▶ [Exercise aim]
Transcribe the following records exactly, images excluded.

== Dataset excerpts

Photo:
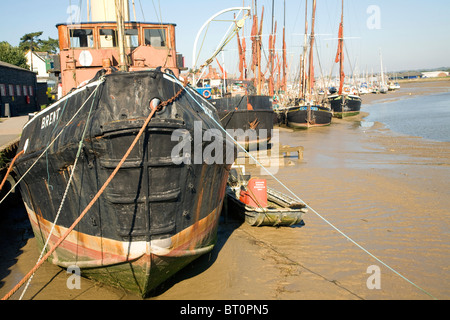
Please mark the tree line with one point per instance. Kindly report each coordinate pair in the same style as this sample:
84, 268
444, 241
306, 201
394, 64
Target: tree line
30, 41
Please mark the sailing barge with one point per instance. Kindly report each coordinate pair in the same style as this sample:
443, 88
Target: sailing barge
252, 114
343, 104
161, 211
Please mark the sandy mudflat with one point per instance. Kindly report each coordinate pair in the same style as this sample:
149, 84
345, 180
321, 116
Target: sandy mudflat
389, 193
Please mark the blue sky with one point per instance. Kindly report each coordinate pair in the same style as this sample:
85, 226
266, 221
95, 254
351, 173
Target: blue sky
410, 34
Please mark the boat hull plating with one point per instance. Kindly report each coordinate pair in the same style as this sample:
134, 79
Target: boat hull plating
345, 106
159, 212
297, 117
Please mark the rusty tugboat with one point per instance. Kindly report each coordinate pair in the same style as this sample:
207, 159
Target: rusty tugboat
99, 180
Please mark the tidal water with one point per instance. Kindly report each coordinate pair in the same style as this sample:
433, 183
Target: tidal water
423, 116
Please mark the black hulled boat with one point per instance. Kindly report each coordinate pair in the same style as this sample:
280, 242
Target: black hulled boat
162, 208
251, 113
343, 104
305, 116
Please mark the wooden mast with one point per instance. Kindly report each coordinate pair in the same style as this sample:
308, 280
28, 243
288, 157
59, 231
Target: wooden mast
121, 34
311, 63
283, 83
340, 53
303, 57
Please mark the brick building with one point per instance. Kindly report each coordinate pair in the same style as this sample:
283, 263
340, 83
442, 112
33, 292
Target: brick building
19, 90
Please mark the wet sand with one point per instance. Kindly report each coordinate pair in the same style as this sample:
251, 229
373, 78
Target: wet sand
387, 192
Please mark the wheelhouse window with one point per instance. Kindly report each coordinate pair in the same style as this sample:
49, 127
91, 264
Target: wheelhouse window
155, 37
81, 38
132, 38
108, 38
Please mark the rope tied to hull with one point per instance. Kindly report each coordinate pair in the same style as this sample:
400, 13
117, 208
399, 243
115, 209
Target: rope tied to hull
102, 189
11, 165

====

▶ [Your solution]
Photo:
Please mark the tree line with one point per instance. Kindly report each coordinate pair in the same style as this sample:
84, 268
444, 241
306, 201
394, 64
Target: tree line
30, 41
Please mark the sailing barge with one point per instance. Kindly report each coordinate pair in the same style as this sample:
443, 88
Target: sailing barge
252, 114
343, 104
161, 211
Please mark the sandy mudflat with one point per instance. Kindly report each coordinate pair in the same style as this sample:
149, 84
345, 180
321, 116
Target: sandy mudflat
389, 193
Please mark the blue sky with one point per instance. Kindly report each coordinate pair in the same style as this sample:
85, 226
266, 221
95, 254
351, 173
Target: blue sky
410, 34
Please mark the boat hull plating with one point per instance. Kindly report each coordinate pair in the same style as this sample:
134, 79
Target: boat hull plating
345, 106
159, 212
297, 117
Please mark the rusty tugboat with one point per instance. Kindly report each coordinate pair in the same style as this sample:
207, 159
Target: rusty tugboat
99, 180
Please mark the tidal water with one point per instance. Kindly report each coordinate pair in the same style as this sample:
433, 183
Target: tidal water
423, 116
Please mark the black hulled boat with one point per instance. Kindly report each coordinate pair in the same style as this sample:
280, 242
Target: black hulled boat
162, 208
251, 113
343, 104
305, 116
Please mark the wooden mast with one point per instance. Kindly report each coordinate pair in the same style as this sample:
308, 280
28, 243
288, 157
59, 231
Target: wooden mast
121, 34
311, 63
283, 83
340, 53
303, 57
Please mark the brick building with one point per instance. Kindly report each coordinate pair in the same style as this sample:
283, 263
340, 83
442, 112
33, 292
Target: brick building
19, 90
Please mark the wet sand with one point per instance. Kindly report each coordinate pair in the same style as this sample:
251, 229
373, 78
Target: wet sand
387, 192
Please mark the wheelhouse window with one point per instance. Kindly report each coordinate pair in the same style as this sample:
49, 127
91, 264
Target: wheelhouse window
155, 37
81, 38
132, 38
108, 38
Please mark the rope tied to hull with one point per instance. Kindly report each coordinate pair in the same style as this sample:
400, 13
117, 208
399, 243
115, 209
Target: rope tied to hull
102, 189
11, 165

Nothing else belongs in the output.